» **WHAT NEEDS TO BE DONE**
Print all the entries exactly.

[Stored data entries]
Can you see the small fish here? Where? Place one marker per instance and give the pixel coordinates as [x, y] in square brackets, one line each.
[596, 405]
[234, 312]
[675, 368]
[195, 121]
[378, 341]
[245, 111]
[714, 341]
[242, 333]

» **SOLUTION FOR THIS PROBLEM**
Can you see the small fish here? Where? Place one marker per instance and give the pixel coordinates as [x, y] in square brackets, one line each.
[596, 405]
[234, 312]
[675, 368]
[195, 121]
[378, 341]
[245, 111]
[714, 341]
[242, 333]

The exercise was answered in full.